* _Excerpted text_:

··········

Treatment of the stone by coating with a variety of compounds has been proposed to diminish water absorption by functionalizing the surface with water-repellent chemical groups.6 These treatments are generally applied in aerosol form. Because of the manner in which they are applied, the reported treatments have two important drawbacks: the depth of penetration of the treatment is limited and the adherence of the compounds to the stone is not very strong. Thus, the stone will need to be retreated frequently.

We propose an alternative method for treatment of stone in historic buildings: plasma polymerization. Plasma polymerization has been used, for example, to treat the surface of polymers to modify the wettability of their surface.7 In general, plasma polymerization is performed in enclosed reactors at low pressures which would not be applicable to the treatment of buildings. Plasma polymerization at atmospheric pressure, however, could be used for this application. In this work, we demonstrate the surface treatment of quarry stone by plasma polymerization. The plasma was formed from HDMSO, which has been previously reported to form hydrophobic surfaces on other substrates by plasma polymerization.8 The surface of the stone was characterized by water contact angle and FTIR, and a comparison was made between untreated and treated stone to determine their water uptake.

··········

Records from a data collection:
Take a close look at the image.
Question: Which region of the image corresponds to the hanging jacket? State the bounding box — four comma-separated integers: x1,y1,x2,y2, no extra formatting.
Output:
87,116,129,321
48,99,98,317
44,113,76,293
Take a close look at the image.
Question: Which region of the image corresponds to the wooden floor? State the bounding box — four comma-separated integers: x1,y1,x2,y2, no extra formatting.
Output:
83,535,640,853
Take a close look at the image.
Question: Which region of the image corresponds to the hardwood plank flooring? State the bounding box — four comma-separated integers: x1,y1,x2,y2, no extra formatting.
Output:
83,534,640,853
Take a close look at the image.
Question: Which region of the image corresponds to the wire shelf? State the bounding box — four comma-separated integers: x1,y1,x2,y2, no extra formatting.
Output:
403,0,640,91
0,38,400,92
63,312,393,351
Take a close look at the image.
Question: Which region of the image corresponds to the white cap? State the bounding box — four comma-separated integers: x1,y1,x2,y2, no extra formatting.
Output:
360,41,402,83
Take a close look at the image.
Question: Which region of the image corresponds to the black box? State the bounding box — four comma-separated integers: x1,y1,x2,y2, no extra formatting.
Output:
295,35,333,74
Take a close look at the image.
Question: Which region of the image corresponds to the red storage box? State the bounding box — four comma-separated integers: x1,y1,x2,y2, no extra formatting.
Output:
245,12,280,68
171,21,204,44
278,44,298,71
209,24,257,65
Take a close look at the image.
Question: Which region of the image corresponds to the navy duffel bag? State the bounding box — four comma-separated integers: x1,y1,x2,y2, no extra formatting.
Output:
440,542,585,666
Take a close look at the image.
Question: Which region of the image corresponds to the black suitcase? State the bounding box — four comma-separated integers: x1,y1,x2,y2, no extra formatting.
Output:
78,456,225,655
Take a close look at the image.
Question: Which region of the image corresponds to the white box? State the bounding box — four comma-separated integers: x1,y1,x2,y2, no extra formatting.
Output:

··········

* _Short problem A_: According to the stone treatment text, what methods were used to check or compare the stone after plasma polymerization? List each one.
* _Short problem B_: Extend the text on plasma treatment of stone by writing the paragraph that would come next.

* _Task result A_:
- Water contact angle measurement of the stone surface
- FTIR of the stone surface
- Comparison of water uptake between untreated and treated stone

* _Task result B_:
Experimental methods and materials

Plasma polymerization

Figure 1 shows a diagram of the plasma polymerization reactor. The reactor consists of a Pyrex glass tube measuring 250 mm in length and 90 mm in exterior diameter. A small glass tube of 7 mm in external diameter and 40 mm in length extends through the center of the main tube. Hexamethyldisiloxane (Sigma-Aldrich) was introduced into the reactor via the small tube. Both ends of the reactor have stainless steel caps with three access ports each. Square stainless steel electrodes measuring 40 x 40 mm were introduced through the central ports of the caps. The electrodes were coated with glass slides to obtain a more homogenized discharge of the plasma and connected to a Cesar 1310-RF power source. The two remaining ports of one cap were sealed. The two ports of the other cap were connected to a Pirani gauge to monitor the pressure inside the reactor and to a vacuum pump.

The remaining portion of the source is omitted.